● **DIRECTION**
Please convert only the records from the line with "sleeve in the picture above." up to and including the line with "Target: necklace" into a JSON list of strings, one string per line, with blank lines left out.

● **DATASET ROWS**
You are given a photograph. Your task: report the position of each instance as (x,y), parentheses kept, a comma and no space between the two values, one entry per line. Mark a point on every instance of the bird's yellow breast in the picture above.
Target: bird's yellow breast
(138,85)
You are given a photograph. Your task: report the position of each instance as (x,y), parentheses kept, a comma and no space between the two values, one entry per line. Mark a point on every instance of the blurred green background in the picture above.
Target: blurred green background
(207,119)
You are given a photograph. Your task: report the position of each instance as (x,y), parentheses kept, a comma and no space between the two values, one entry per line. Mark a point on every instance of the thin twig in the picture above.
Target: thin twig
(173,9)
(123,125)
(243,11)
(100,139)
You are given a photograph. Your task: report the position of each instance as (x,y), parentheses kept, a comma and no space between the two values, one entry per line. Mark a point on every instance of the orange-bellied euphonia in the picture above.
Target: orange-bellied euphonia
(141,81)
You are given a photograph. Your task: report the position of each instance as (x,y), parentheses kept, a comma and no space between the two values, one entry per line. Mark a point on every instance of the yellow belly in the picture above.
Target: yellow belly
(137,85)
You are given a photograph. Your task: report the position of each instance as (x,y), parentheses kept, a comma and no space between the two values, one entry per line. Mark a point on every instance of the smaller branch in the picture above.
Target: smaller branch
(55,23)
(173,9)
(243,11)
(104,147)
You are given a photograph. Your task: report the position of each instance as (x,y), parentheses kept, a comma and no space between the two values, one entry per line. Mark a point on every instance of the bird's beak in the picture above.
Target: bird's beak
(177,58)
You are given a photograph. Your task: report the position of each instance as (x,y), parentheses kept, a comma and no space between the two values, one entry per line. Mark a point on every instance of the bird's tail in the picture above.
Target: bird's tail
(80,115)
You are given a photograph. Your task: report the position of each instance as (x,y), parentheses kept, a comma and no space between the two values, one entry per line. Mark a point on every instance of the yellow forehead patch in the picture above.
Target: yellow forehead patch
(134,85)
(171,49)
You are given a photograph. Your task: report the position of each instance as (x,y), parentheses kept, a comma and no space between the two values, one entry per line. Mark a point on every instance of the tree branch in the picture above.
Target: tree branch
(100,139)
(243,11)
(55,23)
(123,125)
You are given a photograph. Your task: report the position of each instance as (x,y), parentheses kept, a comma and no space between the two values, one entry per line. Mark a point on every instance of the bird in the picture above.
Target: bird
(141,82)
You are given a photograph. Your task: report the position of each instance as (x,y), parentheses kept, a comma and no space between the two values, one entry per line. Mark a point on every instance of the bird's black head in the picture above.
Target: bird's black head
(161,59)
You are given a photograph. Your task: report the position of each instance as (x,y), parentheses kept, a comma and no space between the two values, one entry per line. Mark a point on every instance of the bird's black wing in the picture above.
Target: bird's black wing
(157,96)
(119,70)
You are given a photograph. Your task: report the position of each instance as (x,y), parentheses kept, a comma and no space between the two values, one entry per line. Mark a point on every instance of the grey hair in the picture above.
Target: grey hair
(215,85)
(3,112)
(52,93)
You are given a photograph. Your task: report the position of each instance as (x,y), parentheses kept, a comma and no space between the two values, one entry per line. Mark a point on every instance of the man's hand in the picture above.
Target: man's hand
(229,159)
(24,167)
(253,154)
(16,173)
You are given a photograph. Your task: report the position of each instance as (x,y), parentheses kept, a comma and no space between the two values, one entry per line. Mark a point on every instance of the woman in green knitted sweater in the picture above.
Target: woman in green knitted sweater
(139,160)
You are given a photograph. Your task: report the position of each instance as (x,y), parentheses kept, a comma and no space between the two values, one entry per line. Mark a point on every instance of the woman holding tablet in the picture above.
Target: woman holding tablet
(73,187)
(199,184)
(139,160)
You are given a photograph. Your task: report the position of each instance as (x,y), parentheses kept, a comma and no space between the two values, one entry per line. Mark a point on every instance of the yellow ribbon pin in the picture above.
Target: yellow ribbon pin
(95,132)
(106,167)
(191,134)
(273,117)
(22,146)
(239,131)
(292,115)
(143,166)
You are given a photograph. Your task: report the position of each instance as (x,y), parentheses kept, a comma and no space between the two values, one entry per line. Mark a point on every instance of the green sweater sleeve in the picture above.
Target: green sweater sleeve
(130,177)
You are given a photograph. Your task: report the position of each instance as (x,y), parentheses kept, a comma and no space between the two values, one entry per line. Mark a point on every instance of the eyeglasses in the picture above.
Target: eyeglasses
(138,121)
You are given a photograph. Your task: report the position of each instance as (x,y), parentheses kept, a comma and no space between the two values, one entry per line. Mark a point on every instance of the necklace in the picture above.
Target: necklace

--

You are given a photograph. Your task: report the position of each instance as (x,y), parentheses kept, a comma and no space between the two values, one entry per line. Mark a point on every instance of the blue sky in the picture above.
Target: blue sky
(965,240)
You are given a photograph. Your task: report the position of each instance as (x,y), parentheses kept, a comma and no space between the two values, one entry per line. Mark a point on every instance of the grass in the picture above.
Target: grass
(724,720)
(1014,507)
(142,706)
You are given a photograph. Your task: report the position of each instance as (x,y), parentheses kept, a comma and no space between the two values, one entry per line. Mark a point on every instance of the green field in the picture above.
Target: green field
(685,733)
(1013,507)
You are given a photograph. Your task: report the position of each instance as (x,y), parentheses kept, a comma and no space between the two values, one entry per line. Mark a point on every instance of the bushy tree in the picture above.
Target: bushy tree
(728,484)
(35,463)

● **OUTPUT FOR THIS EXERCISE**
[
  "You are given a photograph. Your task: report the position of each instance as (x,y), parentheses kept, a comma and no space between the two values, one entry per line. Mark a point on every instance of the green sweater sleeve in the picture above.",
  "Target: green sweater sleeve",
  "(130,177)",
  "You are given a photograph. Your task: report the position of each instance as (x,y), parentheses kept, a comma and no space between the two values, one entry per line. Mark a point on every instance of the eyeglasses in the picture above.",
  "Target: eyeglasses",
  "(138,121)",
  "You are given a photograph. Your task: report the position of each instance as (x,y), parentheses kept, a comma and no space between the two values, one entry per line. Mark a point on every instance of the necklace in the picture above.",
  "Target: necklace"
]